** Opening Information given block **
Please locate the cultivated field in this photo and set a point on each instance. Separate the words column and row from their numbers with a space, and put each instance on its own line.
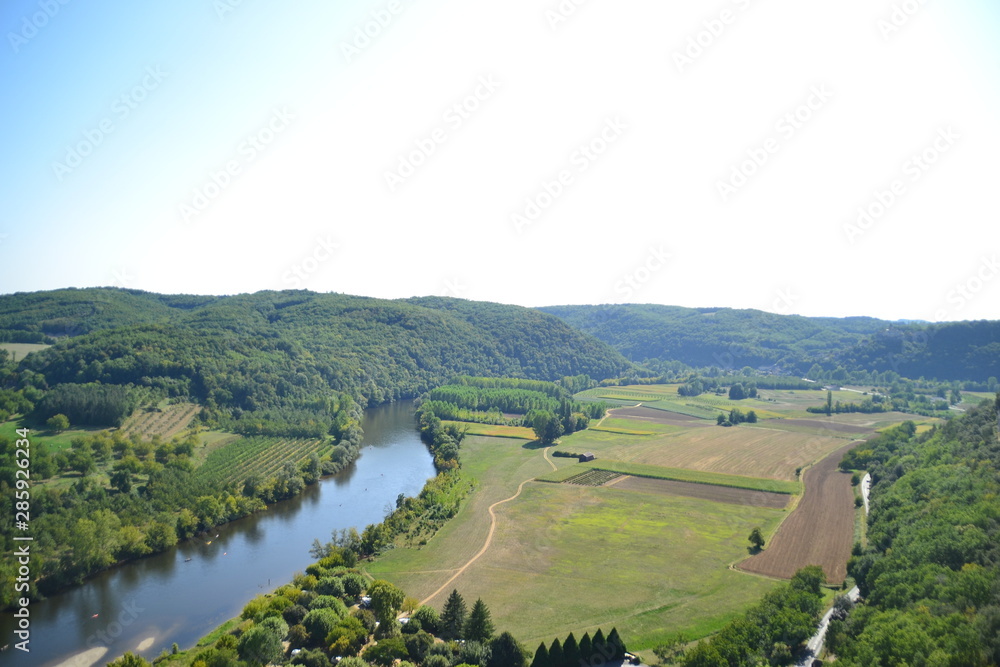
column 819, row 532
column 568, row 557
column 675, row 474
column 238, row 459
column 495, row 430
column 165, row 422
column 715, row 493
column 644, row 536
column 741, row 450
** Closing Information given block **
* What is required: Your reply should restate every entry exactly, with the pictures left out.

* Exercise result:
Please locate the cultivated field in this photo and set a point on each instance. Separate the words column and row from their numbers with a space, and put each instance on its own line.
column 819, row 532
column 568, row 557
column 675, row 474
column 238, row 459
column 495, row 430
column 165, row 422
column 715, row 493
column 644, row 536
column 741, row 450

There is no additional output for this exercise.